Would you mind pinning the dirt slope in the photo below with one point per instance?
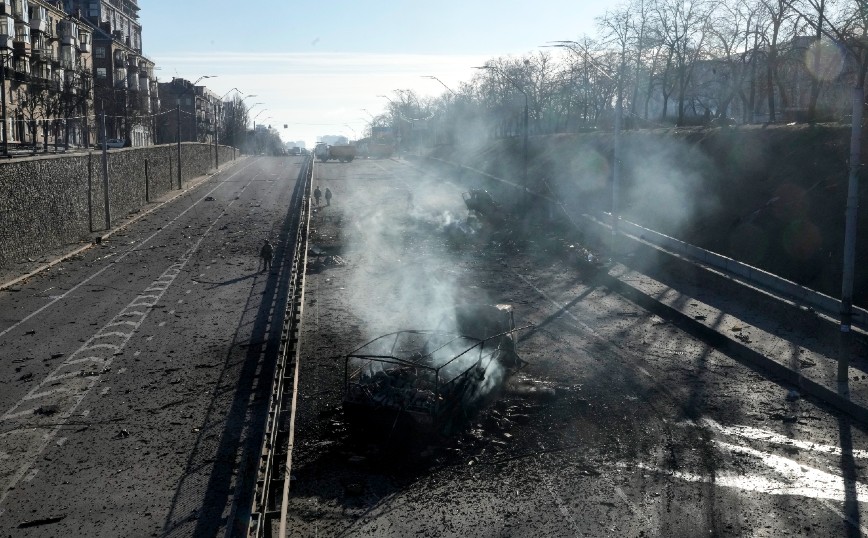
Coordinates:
(773, 196)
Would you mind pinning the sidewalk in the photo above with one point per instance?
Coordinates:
(18, 272)
(754, 326)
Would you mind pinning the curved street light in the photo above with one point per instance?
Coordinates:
(519, 88)
(572, 46)
(178, 102)
(432, 77)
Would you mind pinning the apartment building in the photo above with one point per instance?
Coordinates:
(45, 61)
(201, 111)
(125, 88)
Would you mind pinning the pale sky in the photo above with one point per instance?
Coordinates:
(315, 66)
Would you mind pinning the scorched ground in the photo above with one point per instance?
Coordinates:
(618, 423)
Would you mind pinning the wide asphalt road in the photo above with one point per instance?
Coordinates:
(620, 423)
(133, 377)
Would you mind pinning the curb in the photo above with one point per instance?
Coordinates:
(191, 184)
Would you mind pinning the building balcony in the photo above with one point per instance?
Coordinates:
(43, 53)
(18, 10)
(38, 25)
(22, 47)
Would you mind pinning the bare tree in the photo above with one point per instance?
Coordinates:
(683, 27)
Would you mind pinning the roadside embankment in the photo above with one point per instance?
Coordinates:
(773, 197)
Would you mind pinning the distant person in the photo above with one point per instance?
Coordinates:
(266, 253)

> [REQUIRED ACTION] Exactly as written, copy the lines from the one containing "Would you mind pinning the curb" to the end of the entries, both ends included.

> [YOUR RESPONSE]
Would you mind pinning the curb in the photo above with one point per instance?
Coordinates:
(191, 184)
Would you mind pinning the building balcony in the photo above with one point per instance?
Coordinates:
(43, 53)
(18, 10)
(38, 25)
(22, 47)
Would you mind pinning the bare tree in the photo above with one point per instance?
Coordinates:
(683, 27)
Would you mind pinning the roadside embankment in the photo above with one point per instance?
Coordinates:
(773, 197)
Would you mind pinning the distant person in the photo above with one point per instance?
Coordinates:
(266, 253)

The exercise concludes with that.